Scale the lines beginning at the line that contains "Would you point out the dry grass" and running through the end of the records. Repeat only those lines, requests included, with every coordinate in the answers multiplied by 2.55 and rounded to a whole number, halves rounding up.

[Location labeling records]

⟨

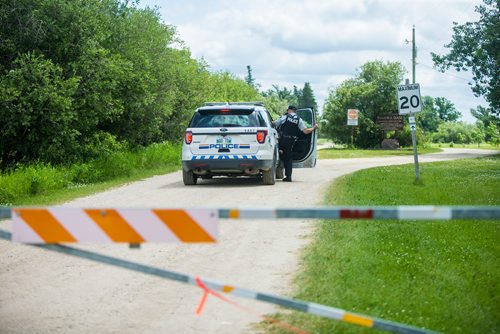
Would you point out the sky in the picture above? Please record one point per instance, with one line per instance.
(324, 42)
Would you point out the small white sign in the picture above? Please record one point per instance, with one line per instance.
(352, 117)
(409, 99)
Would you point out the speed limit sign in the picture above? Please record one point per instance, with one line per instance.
(409, 99)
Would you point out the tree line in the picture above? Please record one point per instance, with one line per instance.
(372, 91)
(81, 78)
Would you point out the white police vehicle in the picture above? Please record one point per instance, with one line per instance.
(238, 139)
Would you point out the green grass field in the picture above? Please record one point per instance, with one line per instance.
(439, 275)
(42, 184)
(344, 153)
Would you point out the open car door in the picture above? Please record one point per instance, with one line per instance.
(304, 150)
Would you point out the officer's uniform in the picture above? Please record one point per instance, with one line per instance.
(290, 125)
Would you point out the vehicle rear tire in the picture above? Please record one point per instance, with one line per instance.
(280, 171)
(268, 176)
(189, 178)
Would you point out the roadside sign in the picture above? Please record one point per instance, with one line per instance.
(409, 99)
(390, 122)
(352, 117)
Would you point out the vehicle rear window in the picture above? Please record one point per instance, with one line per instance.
(217, 118)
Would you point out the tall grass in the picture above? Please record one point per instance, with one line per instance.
(37, 179)
(441, 275)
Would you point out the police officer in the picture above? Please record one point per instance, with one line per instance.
(290, 126)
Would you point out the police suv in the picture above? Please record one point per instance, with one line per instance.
(237, 139)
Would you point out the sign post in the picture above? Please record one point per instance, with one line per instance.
(352, 120)
(409, 102)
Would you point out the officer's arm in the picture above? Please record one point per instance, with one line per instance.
(309, 130)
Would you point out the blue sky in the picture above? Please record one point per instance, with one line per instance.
(289, 42)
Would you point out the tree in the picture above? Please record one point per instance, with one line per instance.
(485, 116)
(478, 134)
(475, 46)
(372, 92)
(249, 79)
(36, 109)
(307, 98)
(446, 110)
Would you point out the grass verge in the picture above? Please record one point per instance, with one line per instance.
(440, 275)
(41, 184)
(344, 153)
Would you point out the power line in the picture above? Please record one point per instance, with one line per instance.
(444, 73)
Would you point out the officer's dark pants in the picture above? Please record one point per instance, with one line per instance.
(286, 145)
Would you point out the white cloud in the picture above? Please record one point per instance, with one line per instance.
(289, 42)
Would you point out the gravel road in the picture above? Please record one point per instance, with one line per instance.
(45, 292)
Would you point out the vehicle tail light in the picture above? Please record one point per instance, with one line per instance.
(188, 137)
(261, 136)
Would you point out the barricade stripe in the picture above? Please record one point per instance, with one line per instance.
(45, 225)
(182, 225)
(356, 319)
(113, 224)
(79, 224)
(356, 214)
(148, 225)
(424, 212)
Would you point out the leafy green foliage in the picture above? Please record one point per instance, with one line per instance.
(80, 78)
(36, 108)
(307, 99)
(475, 46)
(22, 184)
(372, 93)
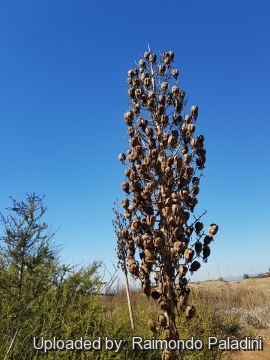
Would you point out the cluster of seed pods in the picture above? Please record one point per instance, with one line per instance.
(161, 188)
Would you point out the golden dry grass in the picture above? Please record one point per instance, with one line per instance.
(235, 309)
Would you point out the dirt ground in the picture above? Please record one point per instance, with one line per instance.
(260, 284)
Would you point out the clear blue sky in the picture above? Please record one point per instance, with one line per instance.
(63, 93)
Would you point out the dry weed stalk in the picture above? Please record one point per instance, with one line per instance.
(161, 191)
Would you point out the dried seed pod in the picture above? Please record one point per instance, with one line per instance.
(178, 161)
(183, 282)
(195, 266)
(175, 73)
(208, 239)
(182, 94)
(198, 247)
(164, 86)
(146, 288)
(190, 312)
(128, 117)
(179, 247)
(194, 111)
(161, 69)
(162, 321)
(188, 255)
(125, 203)
(183, 299)
(164, 119)
(151, 95)
(213, 229)
(178, 105)
(187, 159)
(176, 209)
(122, 157)
(189, 230)
(167, 334)
(188, 118)
(177, 119)
(146, 55)
(175, 90)
(184, 150)
(127, 214)
(184, 195)
(163, 303)
(152, 58)
(190, 129)
(206, 252)
(158, 242)
(152, 326)
(149, 132)
(195, 191)
(124, 234)
(150, 220)
(198, 227)
(170, 271)
(125, 186)
(155, 294)
(160, 109)
(167, 355)
(139, 241)
(182, 270)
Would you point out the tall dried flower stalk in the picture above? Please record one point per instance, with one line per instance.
(159, 244)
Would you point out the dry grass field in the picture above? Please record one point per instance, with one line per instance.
(235, 309)
(247, 303)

⟩

## TASK OUTPUT:
Would you point out the dry grass field in the picture above? Please record one point per instance, with one line per instance.
(599, 788)
(630, 773)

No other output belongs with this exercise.